----- Data to use -----

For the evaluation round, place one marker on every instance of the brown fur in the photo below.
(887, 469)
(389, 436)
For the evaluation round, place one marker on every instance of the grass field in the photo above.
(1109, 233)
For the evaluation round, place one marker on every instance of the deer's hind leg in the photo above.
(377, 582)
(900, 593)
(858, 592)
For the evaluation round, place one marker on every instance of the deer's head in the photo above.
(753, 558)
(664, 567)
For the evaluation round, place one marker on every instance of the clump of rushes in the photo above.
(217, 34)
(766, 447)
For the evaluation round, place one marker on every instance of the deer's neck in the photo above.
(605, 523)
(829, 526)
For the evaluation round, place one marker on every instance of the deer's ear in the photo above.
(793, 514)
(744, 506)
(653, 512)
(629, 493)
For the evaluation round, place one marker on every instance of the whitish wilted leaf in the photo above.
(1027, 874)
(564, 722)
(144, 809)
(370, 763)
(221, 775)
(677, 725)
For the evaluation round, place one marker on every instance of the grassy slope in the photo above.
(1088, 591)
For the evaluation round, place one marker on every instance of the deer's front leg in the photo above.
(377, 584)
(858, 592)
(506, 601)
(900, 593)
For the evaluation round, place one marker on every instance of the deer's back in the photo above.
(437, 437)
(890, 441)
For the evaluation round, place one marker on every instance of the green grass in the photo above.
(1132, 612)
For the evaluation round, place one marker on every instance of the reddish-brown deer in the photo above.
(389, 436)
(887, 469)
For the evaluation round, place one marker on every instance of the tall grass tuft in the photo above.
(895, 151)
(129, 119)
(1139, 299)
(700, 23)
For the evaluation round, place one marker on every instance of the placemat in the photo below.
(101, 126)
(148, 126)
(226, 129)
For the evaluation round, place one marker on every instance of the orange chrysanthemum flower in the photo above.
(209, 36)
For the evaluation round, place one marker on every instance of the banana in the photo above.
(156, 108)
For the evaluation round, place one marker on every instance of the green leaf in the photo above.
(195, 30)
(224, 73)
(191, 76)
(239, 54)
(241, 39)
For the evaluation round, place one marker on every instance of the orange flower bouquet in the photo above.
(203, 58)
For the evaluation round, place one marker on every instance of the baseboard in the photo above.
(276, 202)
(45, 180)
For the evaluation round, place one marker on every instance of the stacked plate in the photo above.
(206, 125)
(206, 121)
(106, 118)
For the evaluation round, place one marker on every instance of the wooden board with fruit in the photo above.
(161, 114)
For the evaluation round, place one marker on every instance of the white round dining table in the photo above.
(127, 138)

-----

Challenge:
Reproduce, exactly and with nothing added, the lines from the one that includes "bouquet in the photo above." through the last line of the material.

Result of this task:
For the evaluation round, place one marker on every instance of the orange flower bouquet in the photo above.
(203, 58)
For the evaluation round, place one marker on every instance of the baseboard in the photo above.
(276, 202)
(45, 180)
For the evaluation round, place one marker on every instance of the stacked plate in the photo above.
(206, 125)
(206, 121)
(106, 118)
For the evaluation round, place one marker on every instance of the wooden board with fruit in the photo above.
(161, 114)
For the evaluation round, place one marker on every instance of the white round dining table in the photo above.
(127, 138)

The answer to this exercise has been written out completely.